-- BEGIN DATA FOR THIS TASK --
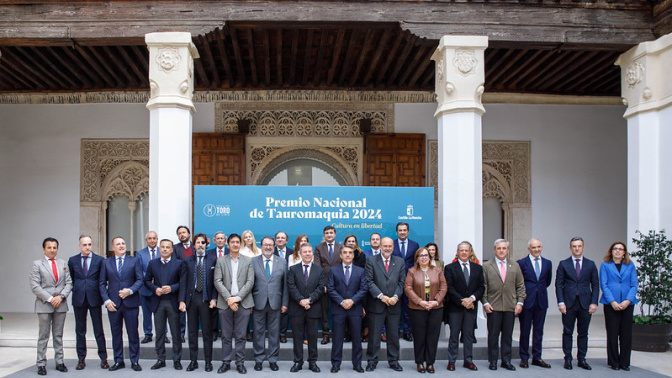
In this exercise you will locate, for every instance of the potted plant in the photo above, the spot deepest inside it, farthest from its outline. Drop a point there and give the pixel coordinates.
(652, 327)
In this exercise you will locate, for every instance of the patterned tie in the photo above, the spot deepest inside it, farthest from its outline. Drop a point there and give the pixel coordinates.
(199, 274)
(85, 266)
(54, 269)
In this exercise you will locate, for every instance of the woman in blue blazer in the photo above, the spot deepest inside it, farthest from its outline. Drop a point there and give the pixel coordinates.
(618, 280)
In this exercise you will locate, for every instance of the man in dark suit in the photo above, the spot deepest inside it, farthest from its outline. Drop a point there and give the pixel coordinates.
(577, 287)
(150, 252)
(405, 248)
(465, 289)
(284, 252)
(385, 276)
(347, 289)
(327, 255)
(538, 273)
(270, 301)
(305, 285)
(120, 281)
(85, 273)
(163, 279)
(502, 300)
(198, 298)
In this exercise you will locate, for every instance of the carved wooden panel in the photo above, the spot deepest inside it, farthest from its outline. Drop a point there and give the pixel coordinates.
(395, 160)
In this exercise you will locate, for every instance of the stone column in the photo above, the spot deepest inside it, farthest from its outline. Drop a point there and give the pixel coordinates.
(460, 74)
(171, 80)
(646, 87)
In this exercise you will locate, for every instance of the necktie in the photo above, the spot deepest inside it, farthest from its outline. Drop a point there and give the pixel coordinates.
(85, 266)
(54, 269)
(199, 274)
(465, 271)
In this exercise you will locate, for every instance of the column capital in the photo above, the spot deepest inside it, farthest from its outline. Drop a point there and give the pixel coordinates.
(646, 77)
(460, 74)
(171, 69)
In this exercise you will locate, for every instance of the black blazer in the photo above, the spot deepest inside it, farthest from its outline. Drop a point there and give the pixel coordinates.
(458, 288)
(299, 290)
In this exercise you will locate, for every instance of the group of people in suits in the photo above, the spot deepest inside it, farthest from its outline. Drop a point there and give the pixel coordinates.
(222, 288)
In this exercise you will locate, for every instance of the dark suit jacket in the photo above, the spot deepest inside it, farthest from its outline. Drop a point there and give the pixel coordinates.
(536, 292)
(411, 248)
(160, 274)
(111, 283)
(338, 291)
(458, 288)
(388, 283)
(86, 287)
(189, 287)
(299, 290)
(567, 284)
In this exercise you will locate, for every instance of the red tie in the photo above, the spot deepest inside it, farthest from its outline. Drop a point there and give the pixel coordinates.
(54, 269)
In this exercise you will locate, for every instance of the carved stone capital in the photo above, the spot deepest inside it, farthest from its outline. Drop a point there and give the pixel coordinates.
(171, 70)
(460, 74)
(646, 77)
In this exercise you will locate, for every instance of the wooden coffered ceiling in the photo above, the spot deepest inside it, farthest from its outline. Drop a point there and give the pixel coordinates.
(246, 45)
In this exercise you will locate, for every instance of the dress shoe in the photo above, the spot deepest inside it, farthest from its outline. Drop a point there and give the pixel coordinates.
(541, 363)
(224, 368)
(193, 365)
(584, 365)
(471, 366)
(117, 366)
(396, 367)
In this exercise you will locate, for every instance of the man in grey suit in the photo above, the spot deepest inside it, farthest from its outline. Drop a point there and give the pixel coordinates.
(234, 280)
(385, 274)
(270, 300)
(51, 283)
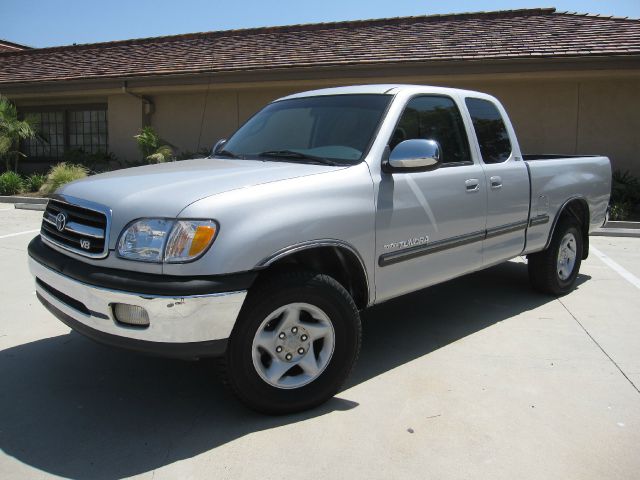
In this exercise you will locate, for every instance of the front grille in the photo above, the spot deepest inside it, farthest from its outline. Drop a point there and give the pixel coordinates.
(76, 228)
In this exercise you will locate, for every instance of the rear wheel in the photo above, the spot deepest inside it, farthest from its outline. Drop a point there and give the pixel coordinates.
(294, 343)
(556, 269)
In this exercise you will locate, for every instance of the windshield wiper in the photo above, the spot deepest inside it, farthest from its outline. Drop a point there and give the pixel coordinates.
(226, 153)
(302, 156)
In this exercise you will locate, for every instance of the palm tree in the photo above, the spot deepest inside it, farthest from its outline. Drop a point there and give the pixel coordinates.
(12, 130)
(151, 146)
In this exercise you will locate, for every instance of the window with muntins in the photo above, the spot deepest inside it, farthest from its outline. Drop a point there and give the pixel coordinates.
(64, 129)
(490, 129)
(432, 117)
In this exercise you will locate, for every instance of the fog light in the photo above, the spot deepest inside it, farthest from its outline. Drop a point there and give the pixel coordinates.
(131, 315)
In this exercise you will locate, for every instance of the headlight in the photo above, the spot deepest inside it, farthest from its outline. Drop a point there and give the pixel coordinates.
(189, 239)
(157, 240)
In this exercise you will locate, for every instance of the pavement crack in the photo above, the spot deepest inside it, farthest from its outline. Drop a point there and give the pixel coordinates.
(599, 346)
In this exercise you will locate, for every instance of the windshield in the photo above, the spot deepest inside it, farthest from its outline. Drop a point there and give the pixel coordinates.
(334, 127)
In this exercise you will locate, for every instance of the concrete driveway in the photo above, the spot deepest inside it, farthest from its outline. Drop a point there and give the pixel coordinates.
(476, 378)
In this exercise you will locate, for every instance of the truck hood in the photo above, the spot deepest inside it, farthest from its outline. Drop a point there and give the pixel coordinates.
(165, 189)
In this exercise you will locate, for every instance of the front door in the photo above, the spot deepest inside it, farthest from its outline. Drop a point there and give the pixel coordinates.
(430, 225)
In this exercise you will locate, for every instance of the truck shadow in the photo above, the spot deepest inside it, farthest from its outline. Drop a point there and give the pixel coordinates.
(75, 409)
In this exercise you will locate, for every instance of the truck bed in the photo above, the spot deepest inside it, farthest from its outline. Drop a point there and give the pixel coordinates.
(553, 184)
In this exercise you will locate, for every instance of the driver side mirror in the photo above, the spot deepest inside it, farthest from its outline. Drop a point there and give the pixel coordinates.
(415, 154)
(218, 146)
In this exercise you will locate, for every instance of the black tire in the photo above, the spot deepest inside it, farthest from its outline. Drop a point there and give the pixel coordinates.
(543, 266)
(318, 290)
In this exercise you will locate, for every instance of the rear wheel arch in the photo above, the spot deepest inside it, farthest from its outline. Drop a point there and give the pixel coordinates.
-- END DATA FOR THIS TASK --
_PROBLEM TO WORK ON:_ Please copy out every one of the lines above word for word, from first to last, and leave out the pictures.

_SOLUTION TO THIS TASK:_
In this exercise you will locate, for every instance of the potted plant in the photo above, the spot deepest inside it, farthest from its outline. Drop a point there and give the pixel coordinates.
(652, 327)
In this exercise you will locate, for every instance of the patterned tie in the photo above, the spot deepest inside it, farthest from its outline. Drop a point there and give the pixel coordinates.
(199, 274)
(85, 266)
(54, 269)
In this exercise you will locate, for every instance of the woman in blue blazer in the photo above, the spot deepest inside it, farthest from its outline. Drop a point there and give the pixel coordinates.
(618, 280)
In this exercise you will locate, for every instance of the man in dark suit in the photo above, the spot deepest inside it, farthest from its outline. Drop a point there and give the pixel coordinates.
(577, 287)
(150, 252)
(405, 248)
(465, 289)
(284, 252)
(385, 276)
(347, 289)
(327, 255)
(538, 273)
(270, 301)
(305, 285)
(120, 281)
(85, 273)
(163, 279)
(502, 300)
(198, 298)
In this exercise you will locate, for every instance of the carved wooden panel in the photo above, the spot deepest inside it, farthest from its outline. Drop a point there and give the pixel coordinates.
(395, 160)
In this exercise you will locate, for every instance of the stone column in the photo above, the spot deepest inside it, farthest from its outline. Drop a point there and give the pixel coordinates.
(460, 74)
(171, 80)
(646, 87)
In this exercise you will locate, for every instance of the necktie in the photo above, the spot deepest inside it, farthest from its outline. Drop a point there and give the pixel coordinates.
(85, 266)
(54, 269)
(199, 274)
(465, 271)
In this exercise you will locate, for every instance of the column capital in the photo above, the spot deepest inside it, farthest from its outline. Drop a point there and give the pixel coordinates.
(646, 77)
(460, 74)
(171, 69)
In this exercise you will locate, for every instance of the black blazer in the photo above, the spot deepest inside it, farthest from its outline. Drop a point there and give the pixel coordinates.
(458, 288)
(299, 290)
In this exercise you will locate, for every instance of the group of people in suits in the photo above, the spot deepest inside it, farthest from its outline. Drop a point there and give the pixel coordinates.
(222, 288)
In this exercise you will locate, for every instance of the dark suit jacket in the photo above, the spot deepest inside it, farthest from its outline. Drop a point there and give the pixel coordinates.
(536, 292)
(411, 248)
(160, 274)
(111, 283)
(338, 291)
(458, 288)
(388, 283)
(86, 287)
(189, 287)
(299, 290)
(567, 284)
In this exercise you will locate, for every instance of the red tie in the photo above, the spot deepest inside it, farthest from its outline. Drop a point there and give the pixel coordinates.
(54, 269)
In this exercise you will locate, for every instance of the carved stone capital in the photo above, the spot deepest inside it, farthest from its outline. Drop a point there and give the pixel coordinates.
(171, 70)
(460, 74)
(646, 77)
In this exercise you will locate, for every instance of the wooden coffered ceiling in the photo above, the spot deepest inside it, farthest from its outline. Drop a point there and give the pixel coordinates.
(246, 45)
In this exercise you will locate, for every instance of the dress shoe in the photo above, the spot deepest inside it, farthest from its outline. Drop a point there and give the pixel coordinates.
(541, 363)
(224, 368)
(193, 365)
(584, 365)
(471, 366)
(117, 366)
(396, 367)
In this exercise you will locate, for every instance of the man in grey suit in the photo above, the spot deepest inside it, farthest from its outline. Drop a point there and give the pixel coordinates.
(234, 280)
(385, 274)
(270, 300)
(51, 283)
In this exercise you will locate, for every instance of the front grille in the photo above, the spot deepest inside it, farthest from its outline. Drop a point there and give the pixel coordinates.
(76, 228)
In this exercise you will locate, for every instance of the rear wheel in the photo above, the spot deepest inside it, farthest from its outline. Drop a point there and give the pixel coordinates.
(294, 343)
(556, 269)
In this exercise you will locate, for every instance of the windshield wiper in the photo above, the spot deepest inside it, farthest from its outline. Drop a point there and give the pixel coordinates.
(226, 153)
(302, 156)
In this exercise you will locate, for every instance of the palm tree in the photo above, the spot deepest inside it, farthest from its outline. Drop a point there and give the pixel coordinates.
(12, 130)
(151, 146)
In this exercise you will locate, for every instance of the window with muntins in the photo above, the spot deepest inside it, farthest from its outline. Drop a point there and give the pixel coordinates.
(64, 129)
(490, 129)
(432, 117)
In this exercise you will locate, for every instance of the fog light in the photo above, the spot deepest inside it, farthest from its outline. Drop a point there and give the pixel coordinates.
(131, 315)
In this exercise you will locate, for every instance of the headlight in the photo above, the spot deepest inside it, farthest from its outline. Drop a point there and give the pixel coordinates.
(189, 239)
(157, 240)
In this exercise you will locate, for every instance of the pavement crack in the photo above, the spot deepest inside it, farthest from its outline. Drop a point there and give the pixel coordinates.
(599, 346)
In this exercise you will locate, for every instance of the windshield in the photo above, the spot deepest inside it, farthest from its outline. Drop a point there and give the pixel coordinates.
(334, 127)
In this exercise you will locate, for every instance of the concrete driveway in the photo above, the spot deepest inside it, farthest from its outline. Drop a point there and give the pixel coordinates.
(476, 378)
In this exercise you will locate, for every instance of the truck hood in the photo above, the spot deepest inside it, farthest from its outline. Drop a point there and give the pixel coordinates.
(165, 189)
In this exercise you will locate, for every instance of the front door in the photo above, the spot deepest inside it, farthest from its outline. Drop a point there and give the pixel coordinates.
(430, 225)
In this exercise you will locate, for every instance of the truck shadow in the photo above, the spot deepest inside it, farthest from its outline. Drop a point there and give the pixel coordinates.
(75, 409)
In this exercise you will locate, for every instance of the truck bed in the photo above, the spot deepest inside it, farthest from its outline. Drop a point there and give the pixel coordinates.
(553, 184)
In this exercise you will locate, for every instance of the driver side mirror in the photo above, the spot deepest inside it, farthest from its outline. Drop a point there and give the pixel coordinates.
(415, 154)
(218, 146)
In this exercise you will locate, for every instance of the black tire in the photo above, the spot deepest inside it, farthest from its outline. Drop a point there and give the pixel coordinates.
(543, 266)
(318, 290)
In this exercise you will locate, for every instance of the rear wheel arch in the photo above, the spot deepest inside it, farthest from its outline. Drop a point there and give the pixel coordinates.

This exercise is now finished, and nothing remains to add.